» TEXT SEGMENT
Personal information
- Born: October 17, 1945 (age 80) Biggar, Saskatchewan, Canada
- Listed height: 5 ft 10 in (1.78 m)
- Listed weight: 185 lb (84 kg)

Career information
- University: Simon Fraser
- CFL draft: 1969: 1st round, 4th overall pick

Career history
- 1969–1984: Edmonton Eskimos

Awards and highlights
- 6× Grey Cup champion (1975, 1978–1982); Dick Suderman Trophy (1975); 8× Dave Dryburgh Memorial Trophy (1972−1975, 1977, 1978, 1980, 1981); Dr. Beattie Martin Trophy (1973); 2× CFL All-Star (1977, 1978); 3× CFL West All-Star (1977, 1978, 1980); Edmonton Eskimos Wall of Honour (1986); Eskimos records Longest field goal (59) - October 28, 1970; Longest kickoff (95) - August 6, 1975; Most field goals – season (50) - 1977; Most field goals – game (6) - October 22, 1972; Most singles – career (218); Most singles – game (5) - October 28, 1983;

Career CFL statistics
- Field goals: 464/790
- FG %: 58.7%
- Longest FG: 59
- Kickoffs: 1,030
- Kickoff yardage: 60,527 (Avg: 58.8 yds)
- Canadian Football Hall of Fame (Class of 1998)

» DATA FOR REVIEW
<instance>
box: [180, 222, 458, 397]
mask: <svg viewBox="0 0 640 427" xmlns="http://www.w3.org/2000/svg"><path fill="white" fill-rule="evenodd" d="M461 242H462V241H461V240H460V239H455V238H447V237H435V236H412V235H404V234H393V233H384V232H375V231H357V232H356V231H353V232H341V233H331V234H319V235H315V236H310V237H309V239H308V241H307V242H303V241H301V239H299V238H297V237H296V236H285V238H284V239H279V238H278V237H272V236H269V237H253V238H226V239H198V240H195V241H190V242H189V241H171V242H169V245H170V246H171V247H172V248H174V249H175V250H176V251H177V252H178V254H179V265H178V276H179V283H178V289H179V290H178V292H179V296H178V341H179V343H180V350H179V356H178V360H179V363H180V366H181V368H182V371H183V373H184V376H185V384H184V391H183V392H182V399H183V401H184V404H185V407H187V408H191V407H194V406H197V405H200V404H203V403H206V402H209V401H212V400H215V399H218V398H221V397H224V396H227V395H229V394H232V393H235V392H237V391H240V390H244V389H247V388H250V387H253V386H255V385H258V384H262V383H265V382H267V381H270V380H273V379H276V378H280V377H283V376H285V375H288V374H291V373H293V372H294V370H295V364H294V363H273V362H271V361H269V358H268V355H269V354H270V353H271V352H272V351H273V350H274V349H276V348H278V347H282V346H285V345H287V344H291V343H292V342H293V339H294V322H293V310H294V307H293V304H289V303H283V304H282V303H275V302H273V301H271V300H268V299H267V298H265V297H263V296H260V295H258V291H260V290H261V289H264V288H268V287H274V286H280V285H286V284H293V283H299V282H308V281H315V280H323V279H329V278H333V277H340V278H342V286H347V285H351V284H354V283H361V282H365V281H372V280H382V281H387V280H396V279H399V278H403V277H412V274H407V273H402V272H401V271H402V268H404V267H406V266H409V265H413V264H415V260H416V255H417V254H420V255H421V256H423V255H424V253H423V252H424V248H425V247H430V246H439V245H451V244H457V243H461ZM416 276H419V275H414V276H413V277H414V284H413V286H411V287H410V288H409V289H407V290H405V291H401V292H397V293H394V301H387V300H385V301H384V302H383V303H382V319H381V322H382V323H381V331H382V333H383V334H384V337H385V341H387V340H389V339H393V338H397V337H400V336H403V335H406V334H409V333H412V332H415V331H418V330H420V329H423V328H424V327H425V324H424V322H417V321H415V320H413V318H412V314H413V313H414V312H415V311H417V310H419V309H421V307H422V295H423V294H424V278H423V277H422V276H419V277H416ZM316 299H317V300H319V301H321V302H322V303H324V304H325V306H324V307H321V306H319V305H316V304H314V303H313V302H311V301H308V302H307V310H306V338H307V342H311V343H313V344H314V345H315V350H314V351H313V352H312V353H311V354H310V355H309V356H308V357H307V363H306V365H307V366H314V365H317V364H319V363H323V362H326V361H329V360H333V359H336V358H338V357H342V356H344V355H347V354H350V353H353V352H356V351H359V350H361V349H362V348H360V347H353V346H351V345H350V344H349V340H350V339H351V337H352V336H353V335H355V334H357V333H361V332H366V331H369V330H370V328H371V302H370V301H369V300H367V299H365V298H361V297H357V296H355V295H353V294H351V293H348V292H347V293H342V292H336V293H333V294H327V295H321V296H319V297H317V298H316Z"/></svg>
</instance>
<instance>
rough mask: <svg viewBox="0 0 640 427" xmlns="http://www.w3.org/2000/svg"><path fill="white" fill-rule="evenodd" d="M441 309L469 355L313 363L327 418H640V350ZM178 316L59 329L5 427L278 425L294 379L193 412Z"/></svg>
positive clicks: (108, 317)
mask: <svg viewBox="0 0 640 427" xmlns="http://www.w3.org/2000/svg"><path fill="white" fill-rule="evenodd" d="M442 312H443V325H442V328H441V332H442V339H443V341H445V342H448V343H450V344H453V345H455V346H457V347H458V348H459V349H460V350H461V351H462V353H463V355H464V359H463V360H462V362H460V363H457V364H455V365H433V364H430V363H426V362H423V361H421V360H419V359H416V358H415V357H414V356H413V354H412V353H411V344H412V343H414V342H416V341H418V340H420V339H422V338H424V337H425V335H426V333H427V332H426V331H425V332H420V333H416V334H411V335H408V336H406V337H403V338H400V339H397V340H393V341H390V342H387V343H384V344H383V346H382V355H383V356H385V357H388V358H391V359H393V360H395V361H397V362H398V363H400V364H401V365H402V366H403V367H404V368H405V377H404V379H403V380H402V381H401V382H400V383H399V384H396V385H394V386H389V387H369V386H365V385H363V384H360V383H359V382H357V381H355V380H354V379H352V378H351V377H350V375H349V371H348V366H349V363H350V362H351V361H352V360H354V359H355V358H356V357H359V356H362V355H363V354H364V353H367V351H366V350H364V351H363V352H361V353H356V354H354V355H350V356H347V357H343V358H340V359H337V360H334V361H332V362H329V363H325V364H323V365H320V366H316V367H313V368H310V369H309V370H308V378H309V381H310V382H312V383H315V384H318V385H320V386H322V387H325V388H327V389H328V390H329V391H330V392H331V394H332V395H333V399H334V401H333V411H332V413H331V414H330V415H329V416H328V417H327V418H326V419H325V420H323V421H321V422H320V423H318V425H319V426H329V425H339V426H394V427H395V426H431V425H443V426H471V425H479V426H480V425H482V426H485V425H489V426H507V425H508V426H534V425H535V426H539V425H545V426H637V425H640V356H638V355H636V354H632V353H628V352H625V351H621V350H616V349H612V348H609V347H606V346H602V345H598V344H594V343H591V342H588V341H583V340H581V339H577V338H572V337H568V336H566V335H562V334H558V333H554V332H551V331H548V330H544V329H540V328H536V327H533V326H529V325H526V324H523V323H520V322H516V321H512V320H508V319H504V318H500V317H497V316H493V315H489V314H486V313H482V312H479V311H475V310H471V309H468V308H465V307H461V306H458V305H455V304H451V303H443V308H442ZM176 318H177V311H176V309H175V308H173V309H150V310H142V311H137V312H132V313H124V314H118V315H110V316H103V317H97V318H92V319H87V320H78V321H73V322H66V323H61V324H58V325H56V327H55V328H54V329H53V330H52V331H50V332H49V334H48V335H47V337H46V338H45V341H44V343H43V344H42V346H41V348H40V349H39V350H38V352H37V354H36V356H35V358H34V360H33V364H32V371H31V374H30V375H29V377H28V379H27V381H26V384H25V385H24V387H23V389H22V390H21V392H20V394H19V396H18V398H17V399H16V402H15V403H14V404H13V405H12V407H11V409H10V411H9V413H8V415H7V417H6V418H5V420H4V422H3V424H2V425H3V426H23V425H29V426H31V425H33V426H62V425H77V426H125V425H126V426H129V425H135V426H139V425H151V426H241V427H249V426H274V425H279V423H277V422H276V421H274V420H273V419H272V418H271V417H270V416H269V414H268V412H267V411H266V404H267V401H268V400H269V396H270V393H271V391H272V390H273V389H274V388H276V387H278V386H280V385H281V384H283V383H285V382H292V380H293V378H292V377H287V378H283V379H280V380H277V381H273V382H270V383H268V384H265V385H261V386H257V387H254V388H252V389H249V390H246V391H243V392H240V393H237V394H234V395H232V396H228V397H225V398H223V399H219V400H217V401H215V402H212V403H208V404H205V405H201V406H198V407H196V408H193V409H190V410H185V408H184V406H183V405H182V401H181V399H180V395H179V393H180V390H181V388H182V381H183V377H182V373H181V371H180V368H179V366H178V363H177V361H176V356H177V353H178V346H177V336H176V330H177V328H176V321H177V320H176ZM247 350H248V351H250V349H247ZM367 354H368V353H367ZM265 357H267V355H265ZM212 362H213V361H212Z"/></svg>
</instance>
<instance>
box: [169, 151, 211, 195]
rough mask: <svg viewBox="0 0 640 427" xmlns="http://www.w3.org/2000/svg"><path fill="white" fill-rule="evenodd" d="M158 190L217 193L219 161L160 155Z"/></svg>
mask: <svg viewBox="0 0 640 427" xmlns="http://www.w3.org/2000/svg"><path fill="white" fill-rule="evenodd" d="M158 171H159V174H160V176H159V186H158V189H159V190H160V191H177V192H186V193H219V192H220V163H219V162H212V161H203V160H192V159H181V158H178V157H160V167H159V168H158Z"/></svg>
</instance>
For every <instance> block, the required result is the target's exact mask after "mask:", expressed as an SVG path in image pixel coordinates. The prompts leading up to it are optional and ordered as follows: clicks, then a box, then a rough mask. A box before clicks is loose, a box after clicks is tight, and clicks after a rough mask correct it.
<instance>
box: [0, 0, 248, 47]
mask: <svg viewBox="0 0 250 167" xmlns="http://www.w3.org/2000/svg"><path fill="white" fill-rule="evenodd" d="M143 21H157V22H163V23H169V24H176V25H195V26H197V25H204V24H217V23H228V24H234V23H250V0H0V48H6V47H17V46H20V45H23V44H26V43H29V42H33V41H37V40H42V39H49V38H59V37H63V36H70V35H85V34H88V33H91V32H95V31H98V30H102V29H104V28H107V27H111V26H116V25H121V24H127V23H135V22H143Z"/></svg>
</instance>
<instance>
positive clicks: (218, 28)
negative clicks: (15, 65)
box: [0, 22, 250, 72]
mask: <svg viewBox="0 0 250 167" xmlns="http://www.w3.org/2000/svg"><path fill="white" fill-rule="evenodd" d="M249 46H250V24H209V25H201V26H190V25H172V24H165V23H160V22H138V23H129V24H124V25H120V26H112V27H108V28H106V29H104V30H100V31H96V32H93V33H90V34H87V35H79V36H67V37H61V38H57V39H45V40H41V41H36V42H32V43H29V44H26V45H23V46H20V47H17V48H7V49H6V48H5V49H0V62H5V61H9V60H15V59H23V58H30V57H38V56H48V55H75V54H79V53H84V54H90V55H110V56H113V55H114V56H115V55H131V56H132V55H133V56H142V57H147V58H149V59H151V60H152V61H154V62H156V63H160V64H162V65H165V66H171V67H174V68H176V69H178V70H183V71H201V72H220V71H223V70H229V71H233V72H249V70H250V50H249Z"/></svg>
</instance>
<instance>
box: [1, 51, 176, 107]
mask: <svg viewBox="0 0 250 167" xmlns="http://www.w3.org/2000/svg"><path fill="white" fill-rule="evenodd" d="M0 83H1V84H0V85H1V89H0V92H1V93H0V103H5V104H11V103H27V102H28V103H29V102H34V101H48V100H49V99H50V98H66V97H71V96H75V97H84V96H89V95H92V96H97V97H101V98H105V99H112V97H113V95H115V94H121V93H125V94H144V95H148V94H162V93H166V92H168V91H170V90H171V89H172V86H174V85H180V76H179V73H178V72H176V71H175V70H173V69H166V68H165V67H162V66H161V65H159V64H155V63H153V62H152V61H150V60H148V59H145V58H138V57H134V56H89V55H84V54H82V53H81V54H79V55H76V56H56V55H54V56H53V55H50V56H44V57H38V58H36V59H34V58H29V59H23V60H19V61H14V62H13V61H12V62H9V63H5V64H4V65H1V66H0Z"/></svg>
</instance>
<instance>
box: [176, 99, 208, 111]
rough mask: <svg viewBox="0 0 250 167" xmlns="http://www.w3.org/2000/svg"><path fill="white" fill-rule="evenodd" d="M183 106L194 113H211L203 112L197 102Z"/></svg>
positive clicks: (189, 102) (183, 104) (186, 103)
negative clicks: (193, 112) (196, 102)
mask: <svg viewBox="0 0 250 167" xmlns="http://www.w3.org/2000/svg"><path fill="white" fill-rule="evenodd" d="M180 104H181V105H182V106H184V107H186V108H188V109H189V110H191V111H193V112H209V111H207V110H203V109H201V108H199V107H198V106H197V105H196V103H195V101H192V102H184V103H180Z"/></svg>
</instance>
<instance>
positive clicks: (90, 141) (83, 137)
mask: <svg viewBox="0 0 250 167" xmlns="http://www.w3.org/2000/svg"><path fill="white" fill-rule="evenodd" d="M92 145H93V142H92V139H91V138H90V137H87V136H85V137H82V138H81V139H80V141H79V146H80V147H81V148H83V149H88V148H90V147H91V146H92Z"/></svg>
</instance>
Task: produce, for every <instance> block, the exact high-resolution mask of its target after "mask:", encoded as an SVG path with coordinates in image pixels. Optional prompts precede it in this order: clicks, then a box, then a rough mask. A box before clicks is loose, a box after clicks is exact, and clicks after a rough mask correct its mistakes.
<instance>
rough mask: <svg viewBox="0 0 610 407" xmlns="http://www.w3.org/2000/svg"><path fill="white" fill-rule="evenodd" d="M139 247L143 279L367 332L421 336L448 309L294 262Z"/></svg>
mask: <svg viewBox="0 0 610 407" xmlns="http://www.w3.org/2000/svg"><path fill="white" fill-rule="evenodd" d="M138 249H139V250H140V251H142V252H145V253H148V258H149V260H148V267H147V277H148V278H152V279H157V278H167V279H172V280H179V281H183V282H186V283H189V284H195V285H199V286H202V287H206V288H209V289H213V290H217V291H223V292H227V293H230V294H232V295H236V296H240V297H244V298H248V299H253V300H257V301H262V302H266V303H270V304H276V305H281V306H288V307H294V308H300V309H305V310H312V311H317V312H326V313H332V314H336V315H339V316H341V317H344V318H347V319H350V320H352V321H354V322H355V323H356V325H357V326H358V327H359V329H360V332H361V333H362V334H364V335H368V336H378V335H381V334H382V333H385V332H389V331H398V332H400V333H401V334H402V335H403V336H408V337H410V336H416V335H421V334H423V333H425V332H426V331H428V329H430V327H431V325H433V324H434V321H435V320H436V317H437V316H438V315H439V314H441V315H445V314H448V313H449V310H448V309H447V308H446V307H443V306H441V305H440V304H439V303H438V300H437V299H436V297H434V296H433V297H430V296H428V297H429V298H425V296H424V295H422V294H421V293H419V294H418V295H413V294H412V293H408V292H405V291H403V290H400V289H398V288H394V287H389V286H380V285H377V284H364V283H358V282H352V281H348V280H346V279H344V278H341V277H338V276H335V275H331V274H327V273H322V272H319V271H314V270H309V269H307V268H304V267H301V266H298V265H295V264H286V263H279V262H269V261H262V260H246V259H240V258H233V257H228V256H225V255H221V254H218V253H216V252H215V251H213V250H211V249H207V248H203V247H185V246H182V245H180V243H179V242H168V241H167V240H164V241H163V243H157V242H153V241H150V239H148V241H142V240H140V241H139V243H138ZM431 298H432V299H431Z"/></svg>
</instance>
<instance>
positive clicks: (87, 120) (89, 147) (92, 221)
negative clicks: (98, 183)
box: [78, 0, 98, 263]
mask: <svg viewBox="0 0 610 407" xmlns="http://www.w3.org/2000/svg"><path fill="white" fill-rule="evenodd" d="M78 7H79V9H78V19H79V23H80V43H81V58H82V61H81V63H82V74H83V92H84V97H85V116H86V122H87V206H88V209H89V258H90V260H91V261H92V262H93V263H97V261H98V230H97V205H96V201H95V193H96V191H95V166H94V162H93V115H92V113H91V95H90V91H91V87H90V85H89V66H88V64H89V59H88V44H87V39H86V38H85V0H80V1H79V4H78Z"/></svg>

» TASKS TO PERFORM
**A)** From the player profile, retype the part that opens with the words containing "Awards and highlights" and closes with "(Avg: 58.8 yds)".
**B)** Translate the entry "Listed height: 5 ft 10 in (1.78 m)" from the player profile into Spanish.

» PER-TASK ANSWERS
**A)**
Awards and highlights
- 6× Grey Cup champion (1975, 1978–1982); Dick Suderman Trophy (1975); 8× Dave Dryburgh Memorial Trophy (1972−1975, 1977, 1978, 1980, 1981); Dr. Beattie Martin Trophy (1973); 2× CFL All-Star (1977, 1978); 3× CFL West All-Star (1977, 1978, 1980); Edmonton Eskimos Wall of Honour (1986); Eskimos records Longest field goal (59) - October 28, 1970; Longest kickoff (95) - August 6, 1975; Most field goals – season (50) - 1977; Most field goals – game (6) - October 22, 1972; Most singles – career (218); Most singles – game (5) - October 28, 1983;

Career CFL statistics
- Field goals: 464/790
- FG %: 58.7%
- Longest FG: 59
- Kickoffs: 1,030
- Kickoff yardage: 60,527 (Avg: 58.8 yds)

**B)** Altura registrada: 5 pies 10 pulgadas (1,78 m)